§ Kutipan Teks

----------------

Manajemen krisis menjadi pembahasan hangat pada penjurian ICON PR 2022, Selasa (25/10/2022).
JAKARTA, PRINDONESIA.CO – Krisis dapat terjadi kapan saja. Ada kalanya, krisis tidak dapat dihindari. Meski demikian, bukan berarti krisis tidak dapat dikelola. Inilah yang diyakini oleh para peserta ICON PR INDONESIA 2022, kompetisi bagi para praktisi public relations (PR) muda yang diselenggarakan oleh PR INDONESIA secara hibrida, Selasa (25/10/2022).
Menurut peserta dari Corporate Communication Officer PT Waskita Beton Percast Tbk Elisabeth Destenee, dalam menghadapi krisis, penting bagi praktisi PR untuk menyampaikan narasi positif mengenai perusahaan. Hal ini bertujuan untuk memberikan rasa nyaman dan aman kepada konsumen. Ia juga berpendapat, langkah itu merupakan salah satu upaya yang ampuh untuk menyelamatkan kepercayaan konsumen. “Dengan membagikan kisah-kisah yang positif, korporasi dapat menunjukkan komitmen untuk selalu memperbaiki layanan sekaligus langkah konkret dalam mengatasi masalah,” ujar perempuan lulusan Universitas Atma Jaya ini.
Pendapat serupa juga disampaikan oleh Wahyu Purnomo Aji, Assistant Manager II Corporate Communication PT Pegadaian (Persero). Pegadaian menerima banyak reaksi negatif dari publik ketika adanya peraturan pendaftaran emas digital. Di satu sisi, publik merasa belum siap karena informasi yang disampaikan terkesan mendadak. Apalagi pendaftaran emas digital yang harus dilakukan secara luring dianggap menyulitkan oleh sebagian besar masyarakat.
Wahyu mengatakan, langkah pertama yang dilakukan oleh Pegadaian ketika itu adalah segera merespons krisis dengan cara meyakinkan publik yang memiliki aset di Pegadaian. Bahwa krisis yang terjadi tidak akan berdampak kepada aset mereka. Hal ini dilakukan untuk menghindari eskalasi krisis yang lebih besar.
Pendekatan Personal
Sementara peserta ICON yang lain, yakni Syifa Hidayati, External Communications Analyst Yayasan Pendidikan Astra Michael D. Ruslim, menganggap pentingnya mengedepankan pendekatan humanis dalam melakukan komunikasi krisis.

----------------

§ Data Ditampilkan
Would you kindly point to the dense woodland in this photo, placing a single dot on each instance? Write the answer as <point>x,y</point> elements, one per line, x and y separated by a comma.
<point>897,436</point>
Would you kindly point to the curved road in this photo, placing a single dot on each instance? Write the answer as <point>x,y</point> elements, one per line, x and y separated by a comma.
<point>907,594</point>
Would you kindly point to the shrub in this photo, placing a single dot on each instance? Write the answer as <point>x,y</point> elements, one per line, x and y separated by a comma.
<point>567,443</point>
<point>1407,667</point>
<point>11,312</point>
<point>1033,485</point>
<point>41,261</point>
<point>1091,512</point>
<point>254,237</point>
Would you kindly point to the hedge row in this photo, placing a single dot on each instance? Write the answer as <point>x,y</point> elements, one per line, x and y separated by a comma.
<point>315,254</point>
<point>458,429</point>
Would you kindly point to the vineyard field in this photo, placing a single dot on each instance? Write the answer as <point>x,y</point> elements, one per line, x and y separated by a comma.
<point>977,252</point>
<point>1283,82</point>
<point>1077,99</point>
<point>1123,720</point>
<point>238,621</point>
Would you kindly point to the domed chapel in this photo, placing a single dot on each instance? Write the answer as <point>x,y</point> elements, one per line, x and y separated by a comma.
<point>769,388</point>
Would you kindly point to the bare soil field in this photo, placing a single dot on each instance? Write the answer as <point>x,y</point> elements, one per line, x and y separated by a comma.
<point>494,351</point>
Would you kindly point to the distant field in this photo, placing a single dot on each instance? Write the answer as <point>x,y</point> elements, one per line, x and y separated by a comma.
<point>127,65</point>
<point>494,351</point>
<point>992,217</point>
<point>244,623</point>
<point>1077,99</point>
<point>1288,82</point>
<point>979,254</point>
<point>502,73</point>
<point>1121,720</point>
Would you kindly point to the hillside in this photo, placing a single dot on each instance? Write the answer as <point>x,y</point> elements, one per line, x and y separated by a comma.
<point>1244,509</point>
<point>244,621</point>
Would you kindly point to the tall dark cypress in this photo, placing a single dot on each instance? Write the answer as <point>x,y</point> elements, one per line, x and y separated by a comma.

----------------

§ Soal
Jawab pertanyaan berikut berdasarkan artikel tentang manajemen krisis di ICON PR 2022.
(a) Menurut Elisabeth Destenee, apa tujuan menyampaikan narasi positif mengenai perusahaan saat menghadapi krisis?
(b) Peraturan apa yang membuat Pegadaian menerima banyak reaksi negatif dari publik?
(c) Pendekatan apa yang menurut Syifa Hidayati penting dikedepankan dalam komunikasi krisis?

§ Jawaban Lengkap
(a) Untuk memberikan rasa nyaman dan aman kepada konsumen.
(b) Peraturan pendaftaran emas digital.
(c) Pendekatan humanis.